-- PROBLEM TO WORK ON --
Express the stretch from the start of the records through the line containing "x=495 y=213" as a two-column CSV with the headers text and answer. Give one row per record, put each field in quotes, and replace any line breaks with spaces.

+--

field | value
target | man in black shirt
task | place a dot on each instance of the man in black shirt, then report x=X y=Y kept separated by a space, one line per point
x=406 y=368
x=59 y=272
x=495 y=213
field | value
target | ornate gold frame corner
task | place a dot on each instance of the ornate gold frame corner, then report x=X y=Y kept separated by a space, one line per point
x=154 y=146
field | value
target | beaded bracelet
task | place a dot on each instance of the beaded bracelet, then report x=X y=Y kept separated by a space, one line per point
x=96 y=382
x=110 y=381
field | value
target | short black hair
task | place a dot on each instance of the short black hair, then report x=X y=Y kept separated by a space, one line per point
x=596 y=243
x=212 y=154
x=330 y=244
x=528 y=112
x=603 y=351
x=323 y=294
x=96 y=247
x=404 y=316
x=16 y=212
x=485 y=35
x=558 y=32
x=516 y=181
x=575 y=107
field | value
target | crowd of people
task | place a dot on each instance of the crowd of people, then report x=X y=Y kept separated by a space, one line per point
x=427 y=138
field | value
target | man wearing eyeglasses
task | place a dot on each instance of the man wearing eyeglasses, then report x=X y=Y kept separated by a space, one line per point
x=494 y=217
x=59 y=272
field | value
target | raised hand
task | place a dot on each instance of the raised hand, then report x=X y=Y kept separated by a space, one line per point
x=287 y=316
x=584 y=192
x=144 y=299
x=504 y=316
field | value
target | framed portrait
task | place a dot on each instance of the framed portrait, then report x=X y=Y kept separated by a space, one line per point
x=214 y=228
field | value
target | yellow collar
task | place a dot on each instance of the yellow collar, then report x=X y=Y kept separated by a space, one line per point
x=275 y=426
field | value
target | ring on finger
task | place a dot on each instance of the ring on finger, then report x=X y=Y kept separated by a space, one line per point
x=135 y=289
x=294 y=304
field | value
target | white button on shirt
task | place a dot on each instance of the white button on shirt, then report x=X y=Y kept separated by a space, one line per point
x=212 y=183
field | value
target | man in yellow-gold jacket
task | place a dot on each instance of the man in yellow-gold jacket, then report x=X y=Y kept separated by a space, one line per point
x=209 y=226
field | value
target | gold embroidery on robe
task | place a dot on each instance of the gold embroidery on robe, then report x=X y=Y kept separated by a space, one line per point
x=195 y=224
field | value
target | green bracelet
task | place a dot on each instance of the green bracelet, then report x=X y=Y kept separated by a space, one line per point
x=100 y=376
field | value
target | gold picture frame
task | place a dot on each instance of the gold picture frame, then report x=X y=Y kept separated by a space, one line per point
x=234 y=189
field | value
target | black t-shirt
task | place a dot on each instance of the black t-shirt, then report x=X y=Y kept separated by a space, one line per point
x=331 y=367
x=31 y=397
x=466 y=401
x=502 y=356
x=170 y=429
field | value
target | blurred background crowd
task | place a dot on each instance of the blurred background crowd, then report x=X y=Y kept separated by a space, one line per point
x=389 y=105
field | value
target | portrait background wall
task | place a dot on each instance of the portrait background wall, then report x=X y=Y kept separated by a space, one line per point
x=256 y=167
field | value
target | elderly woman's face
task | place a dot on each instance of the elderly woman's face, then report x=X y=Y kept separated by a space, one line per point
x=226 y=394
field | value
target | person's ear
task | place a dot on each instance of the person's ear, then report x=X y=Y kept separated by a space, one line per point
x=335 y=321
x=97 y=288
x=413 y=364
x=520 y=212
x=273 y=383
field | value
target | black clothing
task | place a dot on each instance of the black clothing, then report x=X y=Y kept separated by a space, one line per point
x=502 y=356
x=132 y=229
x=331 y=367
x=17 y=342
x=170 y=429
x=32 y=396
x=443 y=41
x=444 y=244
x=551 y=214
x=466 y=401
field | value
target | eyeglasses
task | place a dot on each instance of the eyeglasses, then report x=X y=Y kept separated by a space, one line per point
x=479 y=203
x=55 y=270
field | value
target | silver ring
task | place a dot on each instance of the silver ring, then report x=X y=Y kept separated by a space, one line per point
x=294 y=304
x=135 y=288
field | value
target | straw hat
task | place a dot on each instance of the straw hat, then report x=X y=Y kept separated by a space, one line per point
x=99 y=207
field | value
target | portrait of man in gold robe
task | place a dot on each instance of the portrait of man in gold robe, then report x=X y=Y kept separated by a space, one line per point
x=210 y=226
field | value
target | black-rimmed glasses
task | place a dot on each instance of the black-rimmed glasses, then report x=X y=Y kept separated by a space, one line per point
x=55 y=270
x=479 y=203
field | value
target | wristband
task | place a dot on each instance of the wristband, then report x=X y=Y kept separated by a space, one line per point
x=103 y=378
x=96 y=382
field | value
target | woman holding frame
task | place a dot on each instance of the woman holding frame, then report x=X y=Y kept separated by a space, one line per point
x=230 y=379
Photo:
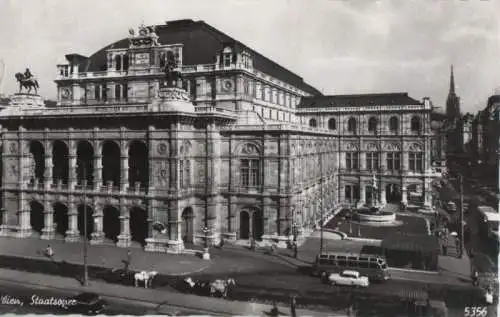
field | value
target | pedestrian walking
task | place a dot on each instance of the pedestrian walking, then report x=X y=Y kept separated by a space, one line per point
x=293 y=307
x=128 y=260
x=49 y=252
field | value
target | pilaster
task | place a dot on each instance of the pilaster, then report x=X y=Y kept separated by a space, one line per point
x=124 y=239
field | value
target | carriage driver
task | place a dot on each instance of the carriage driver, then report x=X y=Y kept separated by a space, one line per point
x=27 y=74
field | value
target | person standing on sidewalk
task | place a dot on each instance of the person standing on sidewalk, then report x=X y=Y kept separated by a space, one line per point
x=49 y=252
x=293 y=306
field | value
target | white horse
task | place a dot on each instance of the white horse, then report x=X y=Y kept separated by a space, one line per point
x=146 y=277
x=222 y=286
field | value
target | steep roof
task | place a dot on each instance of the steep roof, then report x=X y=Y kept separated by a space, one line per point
x=202 y=43
x=399 y=98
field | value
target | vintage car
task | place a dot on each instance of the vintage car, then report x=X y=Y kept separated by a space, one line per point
x=87 y=303
x=348 y=278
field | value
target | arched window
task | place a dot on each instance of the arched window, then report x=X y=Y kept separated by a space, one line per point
x=227 y=57
x=250 y=167
x=118 y=91
x=415 y=124
x=372 y=124
x=332 y=124
x=125 y=62
x=118 y=62
x=393 y=124
x=351 y=125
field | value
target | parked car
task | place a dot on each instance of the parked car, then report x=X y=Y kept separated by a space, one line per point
x=118 y=276
x=87 y=303
x=348 y=278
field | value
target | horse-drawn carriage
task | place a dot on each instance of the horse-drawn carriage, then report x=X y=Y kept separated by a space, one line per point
x=218 y=287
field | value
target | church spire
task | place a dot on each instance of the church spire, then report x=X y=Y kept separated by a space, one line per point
x=452 y=81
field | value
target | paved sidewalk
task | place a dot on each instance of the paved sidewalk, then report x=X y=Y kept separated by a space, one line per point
x=151 y=296
x=231 y=259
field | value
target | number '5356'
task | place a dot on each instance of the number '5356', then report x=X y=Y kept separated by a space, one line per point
x=476 y=311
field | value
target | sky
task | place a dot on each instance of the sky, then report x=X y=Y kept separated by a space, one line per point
x=337 y=46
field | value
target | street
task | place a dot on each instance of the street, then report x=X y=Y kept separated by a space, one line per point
x=117 y=306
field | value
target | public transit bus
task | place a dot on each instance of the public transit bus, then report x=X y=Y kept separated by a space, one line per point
x=373 y=266
x=488 y=220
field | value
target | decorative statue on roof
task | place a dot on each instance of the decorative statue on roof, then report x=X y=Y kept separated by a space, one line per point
x=27 y=81
x=173 y=77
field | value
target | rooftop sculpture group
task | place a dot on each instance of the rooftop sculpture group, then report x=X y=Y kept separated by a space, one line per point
x=27 y=81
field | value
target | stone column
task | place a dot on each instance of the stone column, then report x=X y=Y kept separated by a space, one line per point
x=404 y=194
x=48 y=232
x=124 y=171
x=124 y=239
x=97 y=235
x=427 y=193
x=47 y=175
x=72 y=234
x=405 y=162
x=97 y=166
x=72 y=165
x=382 y=199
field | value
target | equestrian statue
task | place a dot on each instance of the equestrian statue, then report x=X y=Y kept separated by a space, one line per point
x=27 y=80
x=173 y=77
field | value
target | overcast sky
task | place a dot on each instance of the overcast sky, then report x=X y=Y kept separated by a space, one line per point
x=340 y=47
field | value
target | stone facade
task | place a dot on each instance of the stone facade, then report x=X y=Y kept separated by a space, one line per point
x=229 y=153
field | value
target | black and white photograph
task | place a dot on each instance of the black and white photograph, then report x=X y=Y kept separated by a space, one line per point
x=250 y=157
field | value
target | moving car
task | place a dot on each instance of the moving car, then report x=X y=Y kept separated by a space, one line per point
x=119 y=276
x=349 y=278
x=87 y=303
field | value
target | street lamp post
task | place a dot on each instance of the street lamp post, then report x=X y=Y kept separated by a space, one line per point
x=206 y=254
x=85 y=240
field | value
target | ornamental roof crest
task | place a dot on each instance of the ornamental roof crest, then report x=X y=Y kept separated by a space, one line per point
x=145 y=36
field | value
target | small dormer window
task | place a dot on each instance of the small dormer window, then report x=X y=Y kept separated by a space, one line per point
x=227 y=56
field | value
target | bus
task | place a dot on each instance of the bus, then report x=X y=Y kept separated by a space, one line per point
x=373 y=266
x=488 y=220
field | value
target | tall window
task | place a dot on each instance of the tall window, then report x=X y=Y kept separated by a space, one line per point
x=118 y=91
x=250 y=173
x=415 y=124
x=372 y=125
x=118 y=62
x=416 y=161
x=393 y=124
x=351 y=125
x=332 y=124
x=184 y=173
x=372 y=161
x=227 y=57
x=394 y=161
x=352 y=160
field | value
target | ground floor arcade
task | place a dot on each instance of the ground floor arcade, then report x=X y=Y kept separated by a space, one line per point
x=366 y=190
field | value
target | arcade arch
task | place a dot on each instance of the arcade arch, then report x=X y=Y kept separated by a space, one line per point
x=61 y=219
x=251 y=224
x=138 y=225
x=36 y=216
x=85 y=162
x=111 y=163
x=111 y=223
x=60 y=169
x=38 y=160
x=138 y=164
x=81 y=220
x=393 y=193
x=187 y=225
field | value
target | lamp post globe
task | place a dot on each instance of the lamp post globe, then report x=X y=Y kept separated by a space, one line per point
x=206 y=253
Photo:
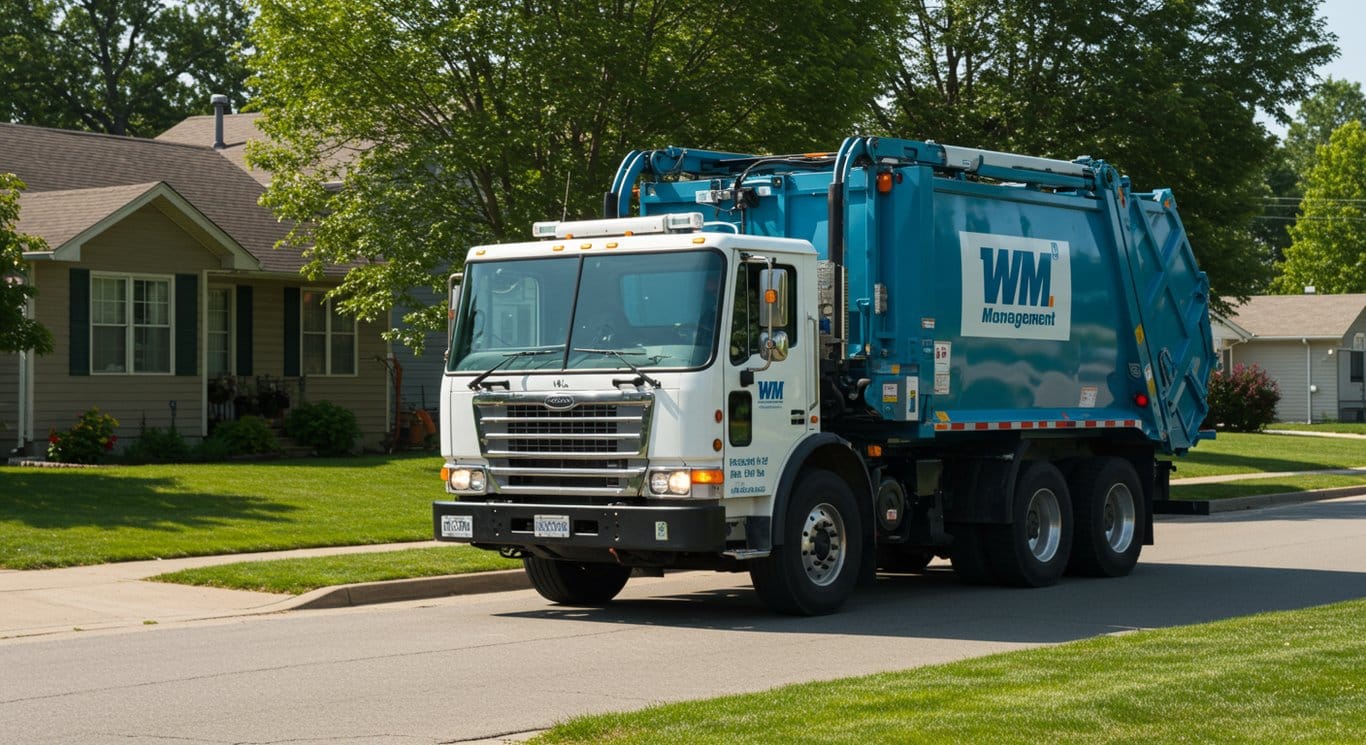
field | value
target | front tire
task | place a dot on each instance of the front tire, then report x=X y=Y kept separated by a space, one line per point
x=1109 y=517
x=575 y=583
x=1033 y=551
x=816 y=567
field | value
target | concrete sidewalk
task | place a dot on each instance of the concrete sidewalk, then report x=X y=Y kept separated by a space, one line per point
x=116 y=596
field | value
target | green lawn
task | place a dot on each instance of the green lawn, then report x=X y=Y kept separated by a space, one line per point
x=1239 y=453
x=1284 y=677
x=63 y=517
x=299 y=576
x=1348 y=427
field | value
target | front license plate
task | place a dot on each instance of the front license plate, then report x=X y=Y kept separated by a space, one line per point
x=456 y=526
x=551 y=526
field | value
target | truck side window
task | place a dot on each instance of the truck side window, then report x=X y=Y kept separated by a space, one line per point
x=745 y=327
x=741 y=416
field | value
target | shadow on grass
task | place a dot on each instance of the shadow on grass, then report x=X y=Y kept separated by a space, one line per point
x=59 y=498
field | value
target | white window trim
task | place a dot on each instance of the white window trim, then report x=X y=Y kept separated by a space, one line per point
x=129 y=326
x=232 y=330
x=327 y=346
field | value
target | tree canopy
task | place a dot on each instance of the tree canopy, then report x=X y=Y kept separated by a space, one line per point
x=1328 y=248
x=118 y=66
x=18 y=332
x=454 y=123
x=1165 y=90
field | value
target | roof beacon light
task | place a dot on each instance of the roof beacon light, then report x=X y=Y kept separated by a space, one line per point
x=686 y=222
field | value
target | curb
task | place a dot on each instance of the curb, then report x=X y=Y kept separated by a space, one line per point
x=1238 y=503
x=420 y=588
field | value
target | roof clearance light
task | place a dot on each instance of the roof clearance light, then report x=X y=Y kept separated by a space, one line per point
x=687 y=222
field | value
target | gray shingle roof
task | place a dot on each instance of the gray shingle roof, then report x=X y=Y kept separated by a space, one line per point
x=238 y=129
x=60 y=160
x=1301 y=316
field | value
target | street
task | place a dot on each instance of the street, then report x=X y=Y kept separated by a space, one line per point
x=493 y=665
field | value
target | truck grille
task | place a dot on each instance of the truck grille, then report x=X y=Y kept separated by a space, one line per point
x=592 y=446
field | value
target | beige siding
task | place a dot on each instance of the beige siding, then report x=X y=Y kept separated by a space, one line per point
x=145 y=242
x=10 y=435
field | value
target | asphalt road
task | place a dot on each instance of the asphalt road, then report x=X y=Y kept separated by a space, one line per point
x=485 y=666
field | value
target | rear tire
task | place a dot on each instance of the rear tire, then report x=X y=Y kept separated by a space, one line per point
x=1033 y=551
x=817 y=566
x=1108 y=506
x=575 y=583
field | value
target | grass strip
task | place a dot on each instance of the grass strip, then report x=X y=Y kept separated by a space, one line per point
x=1283 y=677
x=63 y=517
x=1257 y=487
x=299 y=576
x=1245 y=453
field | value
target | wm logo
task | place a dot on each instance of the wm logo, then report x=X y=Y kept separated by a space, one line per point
x=1010 y=275
x=771 y=390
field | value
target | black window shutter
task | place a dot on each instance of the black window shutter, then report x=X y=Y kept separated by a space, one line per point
x=186 y=324
x=245 y=330
x=291 y=331
x=79 y=319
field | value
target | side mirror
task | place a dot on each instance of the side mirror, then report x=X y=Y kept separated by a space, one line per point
x=773 y=298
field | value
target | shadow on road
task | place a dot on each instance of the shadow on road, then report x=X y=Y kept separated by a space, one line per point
x=937 y=606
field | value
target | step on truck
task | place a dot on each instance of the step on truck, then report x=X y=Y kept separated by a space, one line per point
x=817 y=367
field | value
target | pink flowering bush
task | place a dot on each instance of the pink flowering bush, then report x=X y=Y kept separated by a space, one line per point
x=88 y=442
x=1242 y=399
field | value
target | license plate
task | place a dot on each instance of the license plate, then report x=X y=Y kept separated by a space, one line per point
x=456 y=526
x=551 y=526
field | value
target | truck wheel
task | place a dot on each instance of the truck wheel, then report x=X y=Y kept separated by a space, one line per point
x=816 y=567
x=1033 y=550
x=575 y=583
x=969 y=554
x=1109 y=513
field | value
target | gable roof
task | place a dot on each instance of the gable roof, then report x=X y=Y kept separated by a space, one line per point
x=70 y=218
x=1301 y=316
x=238 y=129
x=62 y=160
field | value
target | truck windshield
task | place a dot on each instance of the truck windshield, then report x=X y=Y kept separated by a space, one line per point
x=654 y=310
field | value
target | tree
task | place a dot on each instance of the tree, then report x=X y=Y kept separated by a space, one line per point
x=448 y=125
x=1328 y=248
x=1165 y=90
x=118 y=66
x=18 y=332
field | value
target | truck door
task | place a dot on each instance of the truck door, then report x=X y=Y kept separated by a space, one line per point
x=767 y=399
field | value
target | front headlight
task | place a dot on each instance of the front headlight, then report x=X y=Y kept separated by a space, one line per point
x=467 y=480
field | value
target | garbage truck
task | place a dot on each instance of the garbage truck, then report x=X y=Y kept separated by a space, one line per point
x=820 y=367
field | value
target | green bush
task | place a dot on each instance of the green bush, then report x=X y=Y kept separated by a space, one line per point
x=325 y=427
x=157 y=446
x=88 y=442
x=1242 y=399
x=242 y=436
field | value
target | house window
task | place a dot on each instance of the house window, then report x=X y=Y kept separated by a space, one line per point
x=219 y=341
x=328 y=338
x=130 y=328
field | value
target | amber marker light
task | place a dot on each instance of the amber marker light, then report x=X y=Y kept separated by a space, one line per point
x=708 y=476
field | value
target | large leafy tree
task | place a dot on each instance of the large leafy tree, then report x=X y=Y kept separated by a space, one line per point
x=402 y=133
x=1328 y=246
x=118 y=66
x=18 y=332
x=1164 y=89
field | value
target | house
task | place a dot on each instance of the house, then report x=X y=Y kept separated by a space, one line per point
x=1312 y=345
x=421 y=373
x=165 y=294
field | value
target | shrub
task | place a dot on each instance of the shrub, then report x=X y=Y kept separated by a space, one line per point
x=325 y=427
x=88 y=442
x=157 y=446
x=1242 y=399
x=242 y=436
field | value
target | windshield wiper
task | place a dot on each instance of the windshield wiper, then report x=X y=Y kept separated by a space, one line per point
x=508 y=357
x=620 y=354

+--

-- RIGHT ANSWER --
text,answer
"field | value target | man in black shirt task | place a dot on each instance of the man in black shirt, then report x=X y=Y kept separated by a space, one line per point","x=406 y=368 x=59 y=272 x=495 y=213"